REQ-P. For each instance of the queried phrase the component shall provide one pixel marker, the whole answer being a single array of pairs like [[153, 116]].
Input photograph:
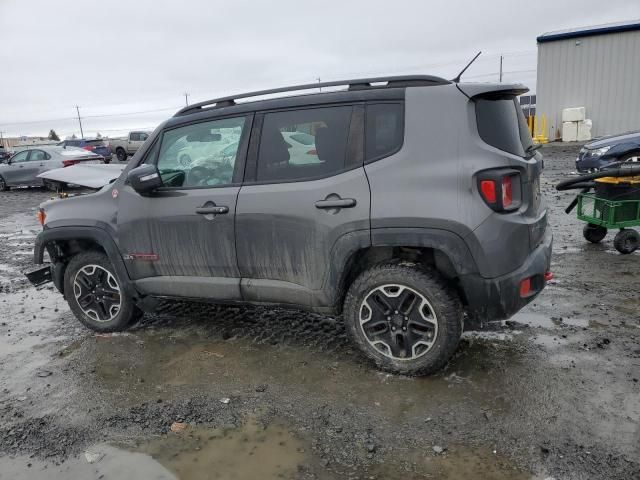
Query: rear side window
[[384, 131], [324, 133], [501, 124]]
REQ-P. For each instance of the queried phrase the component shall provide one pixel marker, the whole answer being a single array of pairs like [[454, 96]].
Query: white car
[[23, 168]]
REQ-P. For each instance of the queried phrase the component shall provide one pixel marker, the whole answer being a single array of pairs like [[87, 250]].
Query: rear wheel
[[626, 241], [631, 157], [95, 294], [404, 318], [121, 154], [594, 233]]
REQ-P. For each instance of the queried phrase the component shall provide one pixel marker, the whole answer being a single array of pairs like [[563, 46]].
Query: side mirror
[[145, 179]]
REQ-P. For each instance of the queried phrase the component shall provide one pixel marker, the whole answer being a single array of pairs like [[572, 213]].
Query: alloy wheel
[[97, 292], [398, 322]]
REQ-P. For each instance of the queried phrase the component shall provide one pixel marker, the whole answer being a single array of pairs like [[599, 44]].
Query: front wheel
[[95, 294], [594, 233], [626, 241], [404, 317]]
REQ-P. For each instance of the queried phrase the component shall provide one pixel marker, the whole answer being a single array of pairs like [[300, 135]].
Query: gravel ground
[[262, 393]]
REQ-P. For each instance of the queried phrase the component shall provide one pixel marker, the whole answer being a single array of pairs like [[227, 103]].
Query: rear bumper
[[499, 298], [588, 164]]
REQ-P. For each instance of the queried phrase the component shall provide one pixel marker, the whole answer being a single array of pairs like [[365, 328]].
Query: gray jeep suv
[[402, 203]]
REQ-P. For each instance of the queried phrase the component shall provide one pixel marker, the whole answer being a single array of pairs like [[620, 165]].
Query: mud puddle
[[191, 453], [456, 462]]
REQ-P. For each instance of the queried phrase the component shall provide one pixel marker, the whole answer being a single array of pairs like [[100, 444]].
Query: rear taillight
[[507, 191], [488, 190], [500, 189]]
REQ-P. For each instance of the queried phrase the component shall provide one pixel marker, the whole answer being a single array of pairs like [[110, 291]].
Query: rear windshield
[[501, 124]]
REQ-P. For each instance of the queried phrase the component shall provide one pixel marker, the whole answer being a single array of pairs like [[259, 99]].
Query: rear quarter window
[[501, 124], [384, 130]]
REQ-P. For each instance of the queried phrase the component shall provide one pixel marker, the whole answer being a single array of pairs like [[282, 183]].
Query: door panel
[[282, 235], [18, 171], [180, 241]]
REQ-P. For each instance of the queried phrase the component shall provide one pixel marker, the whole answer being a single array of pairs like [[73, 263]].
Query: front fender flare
[[94, 234]]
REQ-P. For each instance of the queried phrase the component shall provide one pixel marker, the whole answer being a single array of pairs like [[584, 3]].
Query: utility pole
[[80, 121]]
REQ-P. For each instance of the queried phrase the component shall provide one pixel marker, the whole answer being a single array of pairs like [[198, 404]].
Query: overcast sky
[[115, 58]]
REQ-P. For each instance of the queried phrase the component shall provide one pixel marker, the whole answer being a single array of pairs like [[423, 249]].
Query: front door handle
[[336, 203], [217, 210]]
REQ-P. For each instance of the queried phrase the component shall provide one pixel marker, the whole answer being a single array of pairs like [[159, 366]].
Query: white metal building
[[594, 67]]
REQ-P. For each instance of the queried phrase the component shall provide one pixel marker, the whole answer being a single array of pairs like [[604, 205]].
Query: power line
[[80, 122]]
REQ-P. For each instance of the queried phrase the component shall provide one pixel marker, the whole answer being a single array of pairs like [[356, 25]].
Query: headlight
[[598, 152]]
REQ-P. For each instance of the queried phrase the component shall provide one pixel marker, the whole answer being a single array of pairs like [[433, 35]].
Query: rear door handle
[[212, 210], [336, 203]]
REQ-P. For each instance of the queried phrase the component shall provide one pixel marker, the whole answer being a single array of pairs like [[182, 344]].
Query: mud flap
[[40, 276]]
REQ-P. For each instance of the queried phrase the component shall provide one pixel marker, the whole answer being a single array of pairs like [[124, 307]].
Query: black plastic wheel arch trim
[[97, 235]]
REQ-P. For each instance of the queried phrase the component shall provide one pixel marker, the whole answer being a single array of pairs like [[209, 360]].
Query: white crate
[[576, 114], [584, 130], [569, 131]]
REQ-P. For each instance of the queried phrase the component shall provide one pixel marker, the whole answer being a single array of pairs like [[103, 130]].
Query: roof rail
[[357, 84]]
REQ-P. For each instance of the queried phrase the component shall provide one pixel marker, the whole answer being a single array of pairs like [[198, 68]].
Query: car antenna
[[457, 78]]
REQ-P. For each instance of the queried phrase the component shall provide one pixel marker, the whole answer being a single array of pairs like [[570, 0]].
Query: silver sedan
[[23, 168]]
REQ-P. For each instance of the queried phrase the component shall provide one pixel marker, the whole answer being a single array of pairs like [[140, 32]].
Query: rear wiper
[[531, 149]]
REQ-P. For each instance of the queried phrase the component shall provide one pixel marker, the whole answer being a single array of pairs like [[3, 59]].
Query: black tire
[[626, 241], [594, 233], [443, 303], [121, 154], [50, 186], [78, 286]]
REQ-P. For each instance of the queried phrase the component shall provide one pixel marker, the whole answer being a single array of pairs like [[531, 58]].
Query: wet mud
[[262, 393]]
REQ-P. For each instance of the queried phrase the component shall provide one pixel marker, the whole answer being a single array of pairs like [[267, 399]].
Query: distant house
[[595, 67], [10, 142]]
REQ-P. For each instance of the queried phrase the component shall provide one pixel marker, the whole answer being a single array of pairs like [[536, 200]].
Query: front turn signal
[[41, 216]]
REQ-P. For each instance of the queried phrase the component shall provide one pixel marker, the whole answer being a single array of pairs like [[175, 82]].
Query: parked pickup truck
[[126, 146]]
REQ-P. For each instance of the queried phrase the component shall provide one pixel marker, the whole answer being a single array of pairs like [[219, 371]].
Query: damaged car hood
[[91, 176]]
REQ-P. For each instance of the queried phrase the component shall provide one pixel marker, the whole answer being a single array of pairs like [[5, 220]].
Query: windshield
[[501, 124]]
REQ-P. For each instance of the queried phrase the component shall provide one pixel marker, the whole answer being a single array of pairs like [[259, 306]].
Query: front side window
[[303, 144], [384, 131], [20, 157], [202, 154], [37, 155]]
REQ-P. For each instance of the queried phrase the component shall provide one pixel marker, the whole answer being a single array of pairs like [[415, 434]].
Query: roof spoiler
[[472, 90]]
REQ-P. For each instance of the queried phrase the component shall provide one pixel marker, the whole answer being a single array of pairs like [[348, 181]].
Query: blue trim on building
[[588, 32]]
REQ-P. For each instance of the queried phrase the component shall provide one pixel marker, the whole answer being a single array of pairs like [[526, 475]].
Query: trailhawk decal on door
[[150, 257]]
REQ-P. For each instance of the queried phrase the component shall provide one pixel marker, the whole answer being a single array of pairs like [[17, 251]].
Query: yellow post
[[540, 133]]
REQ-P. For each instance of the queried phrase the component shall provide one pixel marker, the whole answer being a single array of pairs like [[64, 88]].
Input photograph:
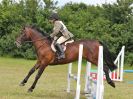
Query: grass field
[[52, 84]]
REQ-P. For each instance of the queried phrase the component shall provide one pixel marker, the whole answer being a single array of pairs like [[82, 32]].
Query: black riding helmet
[[54, 16]]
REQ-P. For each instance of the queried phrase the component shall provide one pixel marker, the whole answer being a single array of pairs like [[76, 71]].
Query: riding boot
[[60, 51]]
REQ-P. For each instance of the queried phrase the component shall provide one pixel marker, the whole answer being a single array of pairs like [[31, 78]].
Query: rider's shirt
[[59, 27]]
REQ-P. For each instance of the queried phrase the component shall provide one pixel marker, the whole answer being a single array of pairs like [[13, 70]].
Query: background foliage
[[110, 23]]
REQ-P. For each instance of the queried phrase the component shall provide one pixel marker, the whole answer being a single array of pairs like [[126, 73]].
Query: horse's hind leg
[[109, 81], [32, 70]]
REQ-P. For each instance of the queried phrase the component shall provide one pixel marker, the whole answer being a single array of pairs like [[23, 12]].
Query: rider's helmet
[[54, 16]]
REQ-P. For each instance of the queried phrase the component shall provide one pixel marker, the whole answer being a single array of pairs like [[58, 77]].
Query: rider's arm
[[56, 30]]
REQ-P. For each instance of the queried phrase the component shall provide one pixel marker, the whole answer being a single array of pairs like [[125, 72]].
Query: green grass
[[52, 84]]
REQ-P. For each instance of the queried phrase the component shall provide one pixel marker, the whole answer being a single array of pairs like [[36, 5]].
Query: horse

(Work to do):
Reproduce verbatim the data from the line containing "like [[423, 249]]." through the line containing "[[594, 67]]", both lines included.

(Exercise response):
REQ-P. For each instance of the queried phrase the component shall provide one pixel marker, the whole answer being a single array of pairs like [[423, 249]].
Query: front door handle
[[336, 203], [217, 210]]
REQ-P. For each instance of the queried phrase the component shall provide one pixel marker, the whole answer being a single array of pairs like [[159, 366]].
Query: white metal building
[[594, 67]]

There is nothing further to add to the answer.